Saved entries
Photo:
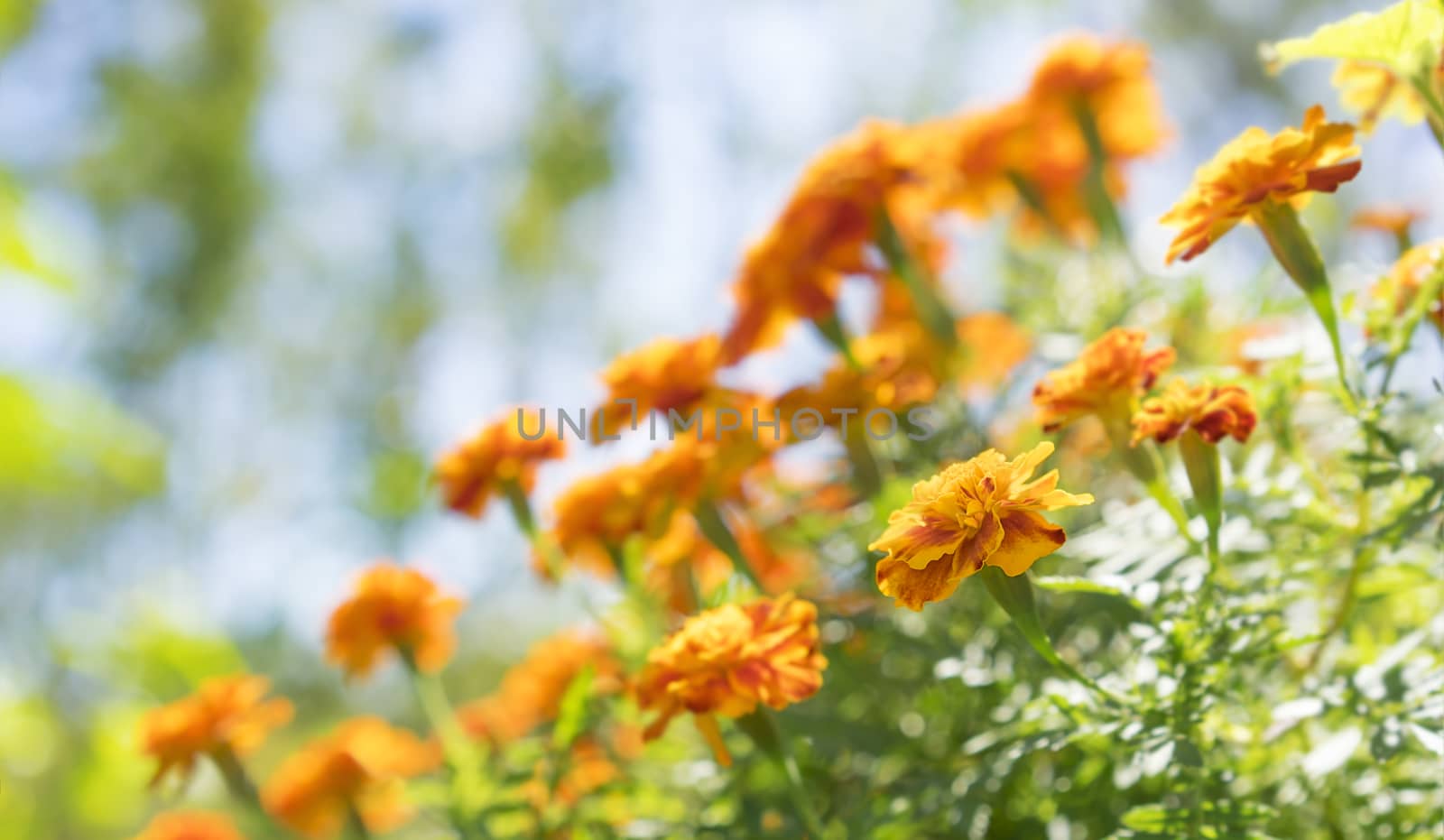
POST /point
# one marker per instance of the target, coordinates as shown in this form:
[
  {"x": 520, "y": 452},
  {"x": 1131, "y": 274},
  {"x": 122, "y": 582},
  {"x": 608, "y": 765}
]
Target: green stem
[
  {"x": 762, "y": 726},
  {"x": 462, "y": 761},
  {"x": 1203, "y": 465},
  {"x": 520, "y": 508},
  {"x": 866, "y": 475},
  {"x": 830, "y": 329},
  {"x": 931, "y": 309},
  {"x": 715, "y": 529},
  {"x": 1296, "y": 252},
  {"x": 1145, "y": 465},
  {"x": 1095, "y": 185},
  {"x": 1014, "y": 595}
]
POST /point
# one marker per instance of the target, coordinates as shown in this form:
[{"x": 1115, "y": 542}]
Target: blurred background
[{"x": 260, "y": 262}]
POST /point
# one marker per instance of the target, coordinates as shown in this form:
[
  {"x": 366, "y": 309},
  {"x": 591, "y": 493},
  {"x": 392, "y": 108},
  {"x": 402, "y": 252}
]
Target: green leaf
[
  {"x": 570, "y": 717},
  {"x": 1087, "y": 585},
  {"x": 1405, "y": 38}
]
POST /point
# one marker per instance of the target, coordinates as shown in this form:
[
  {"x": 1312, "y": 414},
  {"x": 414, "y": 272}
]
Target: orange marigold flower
[
  {"x": 822, "y": 235},
  {"x": 361, "y": 765},
  {"x": 729, "y": 659},
  {"x": 397, "y": 609},
  {"x": 663, "y": 375},
  {"x": 1397, "y": 291},
  {"x": 1374, "y": 93},
  {"x": 1111, "y": 79},
  {"x": 532, "y": 690},
  {"x": 1105, "y": 380},
  {"x": 978, "y": 512},
  {"x": 1256, "y": 168},
  {"x": 480, "y": 468},
  {"x": 227, "y": 716},
  {"x": 993, "y": 346},
  {"x": 1210, "y": 411},
  {"x": 191, "y": 826}
]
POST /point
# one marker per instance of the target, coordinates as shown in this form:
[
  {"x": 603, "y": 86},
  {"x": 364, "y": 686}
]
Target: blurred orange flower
[
  {"x": 1109, "y": 79},
  {"x": 1105, "y": 380},
  {"x": 1397, "y": 291},
  {"x": 358, "y": 768},
  {"x": 820, "y": 237},
  {"x": 663, "y": 375},
  {"x": 226, "y": 715},
  {"x": 1210, "y": 411},
  {"x": 1256, "y": 168},
  {"x": 978, "y": 512},
  {"x": 729, "y": 659},
  {"x": 191, "y": 826},
  {"x": 1374, "y": 93},
  {"x": 993, "y": 346},
  {"x": 532, "y": 690},
  {"x": 393, "y": 608},
  {"x": 480, "y": 468},
  {"x": 1032, "y": 153}
]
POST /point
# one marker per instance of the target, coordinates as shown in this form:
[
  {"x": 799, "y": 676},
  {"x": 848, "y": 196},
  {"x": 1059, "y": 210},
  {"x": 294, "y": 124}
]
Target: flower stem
[
  {"x": 762, "y": 726},
  {"x": 830, "y": 329},
  {"x": 1014, "y": 595},
  {"x": 718, "y": 533},
  {"x": 1296, "y": 252},
  {"x": 1203, "y": 465},
  {"x": 462, "y": 761},
  {"x": 931, "y": 309}
]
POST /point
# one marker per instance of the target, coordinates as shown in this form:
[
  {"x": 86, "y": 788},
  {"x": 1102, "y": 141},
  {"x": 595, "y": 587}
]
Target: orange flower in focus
[
  {"x": 397, "y": 609},
  {"x": 822, "y": 235},
  {"x": 994, "y": 346},
  {"x": 728, "y": 660},
  {"x": 190, "y": 826},
  {"x": 226, "y": 715},
  {"x": 1375, "y": 93},
  {"x": 1213, "y": 411},
  {"x": 358, "y": 767},
  {"x": 1256, "y": 168},
  {"x": 532, "y": 690},
  {"x": 1397, "y": 291},
  {"x": 1105, "y": 380},
  {"x": 498, "y": 455},
  {"x": 663, "y": 375},
  {"x": 979, "y": 512}
]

» **What is expected**
The answer is the complete set of records, copied exactly, with pictures omitted.

» **Task response**
Photo:
POST /point
# one marker per instance of the target, coordinates as shown in this form:
[
  {"x": 520, "y": 452},
  {"x": 1131, "y": 274},
  {"x": 122, "y": 582},
  {"x": 608, "y": 765}
]
Target: green stem
[
  {"x": 762, "y": 726},
  {"x": 462, "y": 761},
  {"x": 1203, "y": 465},
  {"x": 520, "y": 508},
  {"x": 866, "y": 475},
  {"x": 830, "y": 329},
  {"x": 931, "y": 309},
  {"x": 715, "y": 529},
  {"x": 1296, "y": 252},
  {"x": 1145, "y": 465},
  {"x": 1095, "y": 185},
  {"x": 1014, "y": 595}
]
POST /point
# one marker per instance of the target, coordinates as shown in this form:
[{"x": 1115, "y": 542}]
Target: blurred background
[{"x": 260, "y": 262}]
POST /point
# one marker per instance of the target, coordinates as shown in this form:
[
  {"x": 366, "y": 309},
  {"x": 591, "y": 493},
  {"x": 392, "y": 108},
  {"x": 402, "y": 252}
]
Target: green leaf
[
  {"x": 570, "y": 717},
  {"x": 1087, "y": 585},
  {"x": 1405, "y": 38}
]
POST /point
# one marker per instance of the target, coordinates as shown in this form:
[
  {"x": 1312, "y": 414},
  {"x": 414, "y": 272}
]
Target: orange marigold flower
[
  {"x": 822, "y": 235},
  {"x": 361, "y": 765},
  {"x": 729, "y": 659},
  {"x": 397, "y": 609},
  {"x": 663, "y": 375},
  {"x": 1397, "y": 291},
  {"x": 1374, "y": 93},
  {"x": 1111, "y": 79},
  {"x": 532, "y": 690},
  {"x": 1105, "y": 380},
  {"x": 978, "y": 512},
  {"x": 1256, "y": 168},
  {"x": 480, "y": 468},
  {"x": 227, "y": 716},
  {"x": 993, "y": 346},
  {"x": 1210, "y": 411},
  {"x": 191, "y": 826}
]
POST /point
# one marker per instance of the target, coordinates as shown in this form:
[
  {"x": 603, "y": 86},
  {"x": 364, "y": 686}
]
Target: blurred orange flower
[
  {"x": 1109, "y": 79},
  {"x": 1105, "y": 380},
  {"x": 1397, "y": 291},
  {"x": 358, "y": 768},
  {"x": 820, "y": 237},
  {"x": 663, "y": 375},
  {"x": 226, "y": 715},
  {"x": 1210, "y": 411},
  {"x": 1256, "y": 168},
  {"x": 978, "y": 512},
  {"x": 729, "y": 659},
  {"x": 191, "y": 826},
  {"x": 1374, "y": 93},
  {"x": 993, "y": 346},
  {"x": 532, "y": 690},
  {"x": 393, "y": 608},
  {"x": 480, "y": 468},
  {"x": 1032, "y": 153}
]
POST /point
# one marker per instance of the target, coordinates as shown in this form:
[
  {"x": 799, "y": 676},
  {"x": 848, "y": 196},
  {"x": 1059, "y": 210},
  {"x": 294, "y": 124}
]
Target: flower stem
[
  {"x": 762, "y": 726},
  {"x": 830, "y": 329},
  {"x": 1014, "y": 595},
  {"x": 718, "y": 533},
  {"x": 1296, "y": 252},
  {"x": 1203, "y": 465},
  {"x": 462, "y": 761},
  {"x": 931, "y": 309}
]
POST /point
# one marker per instance of the target, coordinates as shown in this form:
[
  {"x": 86, "y": 788},
  {"x": 1102, "y": 141},
  {"x": 595, "y": 587}
]
Target: orange flower in focus
[
  {"x": 397, "y": 609},
  {"x": 822, "y": 235},
  {"x": 994, "y": 346},
  {"x": 728, "y": 660},
  {"x": 190, "y": 826},
  {"x": 226, "y": 715},
  {"x": 1375, "y": 93},
  {"x": 1213, "y": 411},
  {"x": 358, "y": 767},
  {"x": 1256, "y": 168},
  {"x": 532, "y": 690},
  {"x": 1397, "y": 291},
  {"x": 1105, "y": 380},
  {"x": 498, "y": 455},
  {"x": 663, "y": 375},
  {"x": 979, "y": 512}
]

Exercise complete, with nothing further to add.